§ **Task brief**
Please output the lines shown below exactly as they appear.

Excerpts of location labeling data:
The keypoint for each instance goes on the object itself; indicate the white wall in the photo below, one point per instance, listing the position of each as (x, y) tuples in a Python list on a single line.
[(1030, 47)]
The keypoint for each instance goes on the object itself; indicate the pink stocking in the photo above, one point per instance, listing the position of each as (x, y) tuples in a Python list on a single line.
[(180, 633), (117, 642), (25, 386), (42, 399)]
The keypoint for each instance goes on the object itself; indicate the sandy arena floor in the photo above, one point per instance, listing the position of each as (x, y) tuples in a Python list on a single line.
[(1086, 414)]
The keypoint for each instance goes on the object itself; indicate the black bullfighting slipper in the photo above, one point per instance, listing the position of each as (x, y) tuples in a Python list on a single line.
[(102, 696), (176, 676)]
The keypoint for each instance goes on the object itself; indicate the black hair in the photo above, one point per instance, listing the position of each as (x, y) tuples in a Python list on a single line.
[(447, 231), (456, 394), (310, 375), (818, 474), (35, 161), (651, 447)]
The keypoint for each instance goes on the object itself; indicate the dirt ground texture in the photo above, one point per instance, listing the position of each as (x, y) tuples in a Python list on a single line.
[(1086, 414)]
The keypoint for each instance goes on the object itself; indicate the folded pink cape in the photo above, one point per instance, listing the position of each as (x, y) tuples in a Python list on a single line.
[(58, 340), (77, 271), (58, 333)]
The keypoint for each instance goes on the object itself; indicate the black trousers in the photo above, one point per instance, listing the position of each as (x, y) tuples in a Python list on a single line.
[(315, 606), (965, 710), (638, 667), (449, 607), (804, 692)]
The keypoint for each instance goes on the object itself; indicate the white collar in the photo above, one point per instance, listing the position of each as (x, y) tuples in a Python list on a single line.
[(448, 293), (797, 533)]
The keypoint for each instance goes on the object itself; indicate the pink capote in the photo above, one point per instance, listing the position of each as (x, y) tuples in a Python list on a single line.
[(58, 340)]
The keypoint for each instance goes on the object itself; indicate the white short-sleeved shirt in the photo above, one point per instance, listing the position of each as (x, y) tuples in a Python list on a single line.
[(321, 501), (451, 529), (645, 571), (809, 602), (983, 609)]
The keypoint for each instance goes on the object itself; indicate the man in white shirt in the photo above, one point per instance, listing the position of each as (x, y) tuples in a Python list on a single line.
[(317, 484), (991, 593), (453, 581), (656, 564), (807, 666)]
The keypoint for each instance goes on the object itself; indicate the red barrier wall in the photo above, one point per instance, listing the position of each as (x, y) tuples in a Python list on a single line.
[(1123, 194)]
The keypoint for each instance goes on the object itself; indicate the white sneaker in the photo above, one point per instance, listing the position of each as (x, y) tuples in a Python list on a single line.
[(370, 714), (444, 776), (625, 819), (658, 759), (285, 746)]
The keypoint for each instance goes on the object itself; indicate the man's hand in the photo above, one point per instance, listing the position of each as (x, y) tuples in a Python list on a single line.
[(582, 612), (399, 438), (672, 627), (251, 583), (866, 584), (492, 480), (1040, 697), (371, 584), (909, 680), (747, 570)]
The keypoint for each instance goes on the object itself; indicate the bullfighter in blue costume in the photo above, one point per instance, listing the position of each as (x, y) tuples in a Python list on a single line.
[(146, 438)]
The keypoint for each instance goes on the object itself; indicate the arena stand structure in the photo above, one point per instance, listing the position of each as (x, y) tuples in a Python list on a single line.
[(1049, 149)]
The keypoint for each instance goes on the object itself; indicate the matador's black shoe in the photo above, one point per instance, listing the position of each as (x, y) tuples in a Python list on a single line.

§ **Solution to the exercise**
The keypoint for each instance goes on the object itself; indicate the white wall in the photo below, one point per instance, listing the position of each as (x, y) tuples in a Python list on a single line.
[(1030, 47)]
The keypoint for each instance goes on the object itself; indicate the pink stocking in the photo above, one point per instance, listing the position of each as (x, y) tuples in a Python list on a single line.
[(180, 633), (117, 642), (25, 386), (42, 399)]
The keypoint for each instance goes on the object itself; indicate the sandy arena floor in the photo above, one point per instance, listing the position of each as (x, y) tuples in a Python list on a single line.
[(1086, 414)]
The keypoint for each instance goes on the object itself; indicate the black bullfighting slipper in the photo above, one point per instance, listing the position of each as (x, y) tuples in a Python list on a single line.
[(102, 696), (176, 676)]
The keypoint for each instance goes on the object itself; indicate the black hair in the photo above, one point per instance, listing the position of each as (x, y) tuples in a Python list on a single line.
[(447, 231), (456, 394), (310, 375), (818, 474), (35, 161), (651, 447)]
The keypoint for each instance goes on the object itself; indicate the dirt ground texture in the photo above, one point per instance, listing the position of each as (x, y) tuples in a Python list on a single line.
[(1086, 414)]
The keypoint for each instance goes on the object itself; indicate the folded pink cape in the photo above, one point per instance, listing the position of each as (x, y) tuples in a Python list on a single line.
[(58, 340), (77, 271), (58, 333)]
The keypoint for each instance goes on the object itself; indicate the black trousers in the photo above, one point per instance, listing the position of each as (x, y) tuples in a Python list on a single line.
[(315, 606), (965, 710), (638, 667), (449, 607), (804, 692)]
The keypoint for each instance goes on the object itself; indicate the white collar in the photo above, one point per instance, listing the position of each as (x, y) tuples in a Python list on a single line.
[(448, 293), (797, 533)]
The keypoint for each instance goes on the object itself; indicate the pink capote in the photo above, one point per instance, listing the position of each as (x, y) tuples in a Python list on a single line.
[(58, 340)]
The keypoint for each instance goes on the object itself; indicate the white short-sleeved shirt in the photo above, one point per instance, listing the position of each as (x, y) tuples in a Python list on a single line.
[(321, 501), (451, 529), (645, 571), (809, 602), (983, 609)]
The keypoint for each instance goes on the object itself; indicate the man in white shirt in the photo above, one point per instance, listing the position of each as (x, y) tuples in a Python list on a single line.
[(317, 484), (991, 593), (453, 581), (656, 564), (807, 666)]
The keypoint for each instance goes on the object itself; indicate the red barrier wall in the photo above, one point per instance, listing the position of each as (x, y) tuples in a Python list on a single line.
[(1123, 194)]
The keypoint for each instance goes on the object itself; indicate the white sneaker in the photo above, one point per instance, listing the position of each as (x, y) tuples in a Python list on a single line.
[(370, 714), (444, 776), (625, 819), (658, 759), (285, 746)]
The keypoint for each instance goes on the object itself; indicate the man's hand in the photo above, one point per instance, listing the position of each as (x, y) tuples in a Python list on a single line.
[(582, 612), (399, 438), (672, 627), (251, 583), (866, 584), (492, 480), (1040, 697), (371, 584), (909, 680), (747, 570)]
The keypoint for each instance goes on the object itself; indicate the bullfighter in blue costume in the photo above, one point per instance, listing the position of each as (x, y) tuples in a Python list on a single line.
[(146, 438)]
The keypoint for each instance goes on the object itself; indicate the arena stand structure in the photo above, one point per instance, listing the position of each as (x, y) tuples in a Python list on a single line.
[(1049, 149)]
The keypoint for each instance goes on the object itself; indicate the matador's black shoe in the photo above, one point per instance, listing the position of each as (x, y) tuples in a Python list on a single line.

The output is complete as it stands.